◆ **STATED EXERCISE A**
Echo the records starting at the line that contains "the gas burner." and ending at the final line of the records, with both of those lines included.

** Begin PASSAGE SHOWN **

August 13, 2021
Google Summer of Code is a program, sponsored by Google, that aims to connect students with open source projects. Many people go as far as to call GSoC as the 'Olympics of Software Developers'. I applied in the past two years, but couldn't commit to it fully due to various reasons. This year, marking my third attempt, I was selected to work on the documentation of the SkyhookDM project that is being developed by the UCCROSS community.
The above is the title of my project. But more importantly, what does that say or what is the purpose of this project? As you might have guessed, this project aims to modify the existing documentation. The main idea is to make the documentation more user friendly and easily accessible. The current documentation for SkyhookDM was scattered across different repositories, and it was difficult to navigate through them. The documentation was also not user friendly, and the code was not documented. For example, the instructions to setup a local instance was in the project's README, the cloud setup instructions were spread across multiple repos depending on how to deploy it, and the concepts and architecture were in a totally different site, among many others. This made it difficult to find the information needed, as well as maintaining them.
Now the task - Consolidate the various documentation pieces into a single place, or atleast connect them centrally, Improve and Expand the existing documentation/docstrings, adding any missing information or improving the existing ones, and Deploying the documentation to a dedicated website using a static site generator, and also integrating the relevant parts of API docstrings into the upstream Arrow project.
This is a very important task, as it will help the community to understand the project better, and also help the developers to understand the project better.
I started by taking a look at the existing documentation, and tried to understand what could be added. I also looked at the existing docstrings, and tried to understand what could be improved and what could be done to make the documentation more comprehensive and also to ensure it conforms to Apache standards.

** End PASSAGE SHOWN **
** Begin DATASET ROWS **

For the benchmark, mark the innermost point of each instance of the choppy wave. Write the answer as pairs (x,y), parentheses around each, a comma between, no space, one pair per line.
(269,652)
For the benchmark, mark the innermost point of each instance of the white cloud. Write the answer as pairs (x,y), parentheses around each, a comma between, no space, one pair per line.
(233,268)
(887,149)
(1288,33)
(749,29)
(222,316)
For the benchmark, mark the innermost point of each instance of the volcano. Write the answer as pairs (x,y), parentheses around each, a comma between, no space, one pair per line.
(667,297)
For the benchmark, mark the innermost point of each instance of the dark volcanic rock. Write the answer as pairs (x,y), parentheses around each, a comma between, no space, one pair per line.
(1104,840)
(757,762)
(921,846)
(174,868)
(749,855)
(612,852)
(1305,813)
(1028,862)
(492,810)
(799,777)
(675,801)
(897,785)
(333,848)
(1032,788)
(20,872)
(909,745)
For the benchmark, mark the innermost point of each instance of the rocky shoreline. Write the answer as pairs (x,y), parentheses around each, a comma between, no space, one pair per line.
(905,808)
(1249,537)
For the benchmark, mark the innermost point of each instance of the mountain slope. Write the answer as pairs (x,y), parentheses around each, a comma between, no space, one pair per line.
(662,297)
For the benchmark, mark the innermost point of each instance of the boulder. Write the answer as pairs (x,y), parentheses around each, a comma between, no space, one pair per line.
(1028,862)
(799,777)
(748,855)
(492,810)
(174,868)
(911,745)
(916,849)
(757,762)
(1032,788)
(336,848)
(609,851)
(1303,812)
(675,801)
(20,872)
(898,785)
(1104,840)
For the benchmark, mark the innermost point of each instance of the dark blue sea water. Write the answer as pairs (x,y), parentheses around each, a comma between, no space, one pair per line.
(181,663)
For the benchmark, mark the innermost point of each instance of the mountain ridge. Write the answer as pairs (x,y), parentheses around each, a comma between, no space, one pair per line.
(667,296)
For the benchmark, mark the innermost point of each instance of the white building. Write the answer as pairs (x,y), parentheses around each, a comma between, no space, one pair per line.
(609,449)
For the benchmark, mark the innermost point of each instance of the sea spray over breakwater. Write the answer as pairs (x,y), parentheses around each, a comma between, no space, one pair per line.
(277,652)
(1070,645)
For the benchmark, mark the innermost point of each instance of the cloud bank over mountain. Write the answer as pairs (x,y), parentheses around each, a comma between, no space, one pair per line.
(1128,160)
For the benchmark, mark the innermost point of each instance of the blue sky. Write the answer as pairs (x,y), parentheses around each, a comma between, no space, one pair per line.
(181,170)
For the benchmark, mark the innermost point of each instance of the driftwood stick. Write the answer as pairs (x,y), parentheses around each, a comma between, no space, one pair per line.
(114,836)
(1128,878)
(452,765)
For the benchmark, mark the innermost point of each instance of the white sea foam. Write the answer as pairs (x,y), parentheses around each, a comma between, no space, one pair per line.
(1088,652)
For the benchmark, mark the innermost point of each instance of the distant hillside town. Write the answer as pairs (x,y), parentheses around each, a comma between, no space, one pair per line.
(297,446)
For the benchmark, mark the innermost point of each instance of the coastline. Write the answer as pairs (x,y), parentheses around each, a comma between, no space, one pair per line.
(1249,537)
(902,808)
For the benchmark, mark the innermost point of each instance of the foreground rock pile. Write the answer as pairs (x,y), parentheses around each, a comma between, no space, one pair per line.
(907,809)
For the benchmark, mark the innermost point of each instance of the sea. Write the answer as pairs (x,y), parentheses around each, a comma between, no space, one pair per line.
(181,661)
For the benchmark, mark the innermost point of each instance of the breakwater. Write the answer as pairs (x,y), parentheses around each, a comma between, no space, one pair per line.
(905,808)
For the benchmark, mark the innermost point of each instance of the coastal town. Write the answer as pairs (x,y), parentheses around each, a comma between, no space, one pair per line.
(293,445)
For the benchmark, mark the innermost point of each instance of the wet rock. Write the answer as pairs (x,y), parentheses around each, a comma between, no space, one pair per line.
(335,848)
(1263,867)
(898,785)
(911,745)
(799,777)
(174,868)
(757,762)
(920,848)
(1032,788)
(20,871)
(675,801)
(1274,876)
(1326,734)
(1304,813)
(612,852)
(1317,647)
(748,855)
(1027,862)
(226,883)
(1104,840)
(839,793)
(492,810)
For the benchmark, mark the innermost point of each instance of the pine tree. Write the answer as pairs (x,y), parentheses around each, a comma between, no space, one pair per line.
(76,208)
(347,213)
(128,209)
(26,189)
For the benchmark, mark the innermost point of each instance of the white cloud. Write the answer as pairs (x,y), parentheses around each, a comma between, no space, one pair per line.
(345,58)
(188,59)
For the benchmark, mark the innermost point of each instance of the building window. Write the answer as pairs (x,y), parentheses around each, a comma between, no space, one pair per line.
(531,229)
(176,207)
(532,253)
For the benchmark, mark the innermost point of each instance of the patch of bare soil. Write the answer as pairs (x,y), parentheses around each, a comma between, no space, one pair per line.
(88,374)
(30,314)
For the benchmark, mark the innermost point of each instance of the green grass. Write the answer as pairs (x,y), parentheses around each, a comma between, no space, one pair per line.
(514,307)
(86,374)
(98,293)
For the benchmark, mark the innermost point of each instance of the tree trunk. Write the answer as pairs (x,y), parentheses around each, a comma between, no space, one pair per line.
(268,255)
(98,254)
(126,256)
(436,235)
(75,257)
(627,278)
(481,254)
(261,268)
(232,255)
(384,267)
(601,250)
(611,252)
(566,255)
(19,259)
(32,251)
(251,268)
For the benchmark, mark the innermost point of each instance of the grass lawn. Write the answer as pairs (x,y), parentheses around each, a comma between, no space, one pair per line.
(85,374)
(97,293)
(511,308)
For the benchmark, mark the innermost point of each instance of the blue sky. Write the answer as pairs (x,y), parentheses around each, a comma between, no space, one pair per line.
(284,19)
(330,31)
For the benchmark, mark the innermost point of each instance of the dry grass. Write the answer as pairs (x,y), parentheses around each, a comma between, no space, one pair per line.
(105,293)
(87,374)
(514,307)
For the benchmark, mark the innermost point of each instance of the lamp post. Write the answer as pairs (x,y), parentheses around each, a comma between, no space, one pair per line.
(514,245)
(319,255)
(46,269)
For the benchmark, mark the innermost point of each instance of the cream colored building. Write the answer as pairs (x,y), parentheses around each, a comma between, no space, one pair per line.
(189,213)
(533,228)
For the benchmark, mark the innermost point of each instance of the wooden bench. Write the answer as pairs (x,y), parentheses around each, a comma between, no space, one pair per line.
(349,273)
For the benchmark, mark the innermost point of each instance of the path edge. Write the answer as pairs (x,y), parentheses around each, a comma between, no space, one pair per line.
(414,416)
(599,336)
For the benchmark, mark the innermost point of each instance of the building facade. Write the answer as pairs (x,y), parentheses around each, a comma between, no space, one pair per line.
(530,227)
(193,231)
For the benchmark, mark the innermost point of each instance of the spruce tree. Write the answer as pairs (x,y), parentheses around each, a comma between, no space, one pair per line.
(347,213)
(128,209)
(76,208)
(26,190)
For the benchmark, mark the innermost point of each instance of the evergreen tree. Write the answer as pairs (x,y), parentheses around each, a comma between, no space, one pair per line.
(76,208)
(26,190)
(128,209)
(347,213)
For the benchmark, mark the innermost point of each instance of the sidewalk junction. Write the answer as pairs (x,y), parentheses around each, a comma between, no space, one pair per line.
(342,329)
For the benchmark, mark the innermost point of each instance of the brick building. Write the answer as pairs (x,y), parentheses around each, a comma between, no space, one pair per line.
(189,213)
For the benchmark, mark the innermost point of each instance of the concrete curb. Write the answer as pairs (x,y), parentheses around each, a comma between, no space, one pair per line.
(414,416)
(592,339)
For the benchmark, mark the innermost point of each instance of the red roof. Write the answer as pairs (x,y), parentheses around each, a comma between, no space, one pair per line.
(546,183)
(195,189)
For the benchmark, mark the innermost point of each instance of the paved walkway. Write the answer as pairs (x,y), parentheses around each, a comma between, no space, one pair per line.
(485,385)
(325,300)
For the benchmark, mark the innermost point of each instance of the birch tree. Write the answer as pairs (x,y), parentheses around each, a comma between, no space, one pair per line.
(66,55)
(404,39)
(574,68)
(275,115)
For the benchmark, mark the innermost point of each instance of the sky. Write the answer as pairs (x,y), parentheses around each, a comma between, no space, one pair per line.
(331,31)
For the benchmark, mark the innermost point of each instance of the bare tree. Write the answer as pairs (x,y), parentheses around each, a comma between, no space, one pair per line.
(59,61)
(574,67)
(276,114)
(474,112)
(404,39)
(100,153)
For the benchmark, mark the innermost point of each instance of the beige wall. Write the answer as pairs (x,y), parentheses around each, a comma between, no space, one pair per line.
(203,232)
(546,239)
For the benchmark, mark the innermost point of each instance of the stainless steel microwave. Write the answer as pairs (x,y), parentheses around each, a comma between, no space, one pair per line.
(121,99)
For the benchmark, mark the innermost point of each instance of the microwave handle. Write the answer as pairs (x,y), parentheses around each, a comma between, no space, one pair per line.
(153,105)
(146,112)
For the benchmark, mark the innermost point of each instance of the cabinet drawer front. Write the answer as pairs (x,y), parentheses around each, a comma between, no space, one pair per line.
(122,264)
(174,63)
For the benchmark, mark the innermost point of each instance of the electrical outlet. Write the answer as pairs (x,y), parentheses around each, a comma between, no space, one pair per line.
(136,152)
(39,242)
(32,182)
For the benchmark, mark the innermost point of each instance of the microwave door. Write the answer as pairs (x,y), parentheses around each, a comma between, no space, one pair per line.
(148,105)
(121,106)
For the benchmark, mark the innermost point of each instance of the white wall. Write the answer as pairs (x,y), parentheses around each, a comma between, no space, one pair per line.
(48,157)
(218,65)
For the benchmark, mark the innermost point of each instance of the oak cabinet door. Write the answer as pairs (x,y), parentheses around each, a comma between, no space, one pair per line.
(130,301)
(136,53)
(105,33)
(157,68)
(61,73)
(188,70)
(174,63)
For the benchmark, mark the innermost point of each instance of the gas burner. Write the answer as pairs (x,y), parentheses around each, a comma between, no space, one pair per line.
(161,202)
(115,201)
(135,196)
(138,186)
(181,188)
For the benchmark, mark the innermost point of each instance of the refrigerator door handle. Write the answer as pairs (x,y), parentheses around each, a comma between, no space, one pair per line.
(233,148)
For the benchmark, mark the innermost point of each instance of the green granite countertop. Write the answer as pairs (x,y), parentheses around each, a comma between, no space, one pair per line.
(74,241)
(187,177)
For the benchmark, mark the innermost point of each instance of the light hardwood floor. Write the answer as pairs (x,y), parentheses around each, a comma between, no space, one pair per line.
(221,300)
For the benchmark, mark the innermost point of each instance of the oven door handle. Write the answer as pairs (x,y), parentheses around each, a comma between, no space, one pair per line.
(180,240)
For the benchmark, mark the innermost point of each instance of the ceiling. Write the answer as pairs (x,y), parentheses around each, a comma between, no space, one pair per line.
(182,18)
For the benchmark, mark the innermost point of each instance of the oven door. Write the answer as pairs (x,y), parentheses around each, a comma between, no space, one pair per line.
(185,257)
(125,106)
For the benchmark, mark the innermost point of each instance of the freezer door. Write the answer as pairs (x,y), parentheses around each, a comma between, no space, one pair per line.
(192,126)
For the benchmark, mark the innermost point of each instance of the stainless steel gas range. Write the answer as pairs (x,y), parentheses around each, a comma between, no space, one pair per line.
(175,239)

** End DATASET ROWS **

◆ **STATED EXERCISE B**
Duplicate the entire post about Google Summer of Code word for word.

◆ **TASK ANSWER A**
For the benchmark, mark the innermost point of each instance of the gas burner. Write the answer as pairs (x,y), parentheses around each, a comma between, no space, one pair per line.
(161,202)
(115,201)
(135,196)
(138,186)
(181,188)
For the benchmark, mark the innermost point of each instance of the refrigerator door handle. Write the answer as pairs (x,y), parentheses around each, a comma between, no space, one pair per line.
(233,148)
For the benchmark, mark the innermost point of each instance of the green granite countertop. Write the answer as pairs (x,y), parentheses around each, a comma between, no space, one pair per line.
(74,241)
(187,177)
For the benchmark, mark the innermost point of each instance of the light hardwood floor. Write the answer as pairs (x,y), parentheses around each, a comma between, no space, one pair per line.
(221,300)
For the benchmark, mark the innermost point of each instance of the oven door handle. Write the answer as pairs (x,y), parentheses around each, a comma between, no space, one pair per line.
(180,240)
For the benchmark, mark the innermost point of each instance of the ceiling. Write the answer as pairs (x,y), parentheses around each, a comma between, no space, one pair per line.
(182,18)
For the benchmark, mark the innermost point of each instance of the oven door. Write the answer as pairs (x,y), parentheses around each, a comma between, no space, one pair per line.
(185,257)
(125,106)
For the benchmark, mark the innermost point of each instance of the freezer door. Write the answer as pairs (x,y), parentheses around each, a comma between, no space, one pair per line.
(192,126)
For the benchmark, mark the innermost point of each instance of the stainless steel gas range. Write the answer as pairs (x,y), parentheses around each, a comma between, no space, one pair per line.
(175,239)

◆ **TASK ANSWER B**
August 13, 2021
Google Summer of Code is a program, sponsored by Google, that aims to connect students with open source projects. Many people go as far as to call GSoC as the 'Olympics of Software Developers'. I applied in the past two years, but couldn't commit to it fully due to various reasons. This year, marking my third attempt, I was selected to work on the documentation of the SkyhookDM project that is being developed by the UCCROSS community.
The above is the title of my project. But more importantly, what does that say or what is the purpose of this project? As you might have guessed, this project aims to modify the existing documentation. The main idea is to make the documentation more user friendly and easily accessible. The current documentation for SkyhookDM was scattered across different repositories, and it was difficult to navigate through them. The documentation was also not user friendly, and the code was not documented. For example, the instructions to setup a local instance was in the project's README, the cloud setup instructions were spread across multiple repos depending on how to deploy it, and the concepts and architecture were in a totally different site, among many others. This made it difficult to find the information needed, as well as maintaining them.
Now the task - Consolidate the various documentation pieces into a single place, or atleast connect them centrally, Improve and Expand the existing documentation/docstrings, adding any missing information or improving the existing ones, and Deploying the documentation to a dedicated website using a static site generator, and also integrating the relevant parts of API docstrings into the upstream Arrow project.
This is a very important task, as it will help the community to understand the project better, and also help the developers to understand the project better.
I started by taking a look at the existing documentation, and tried to understand what could be added. I also looked at the existing docstrings, and tried to understand what could be improved and what could be done to make the documentation more comprehensive and also to ensure it conforms to Apache standards.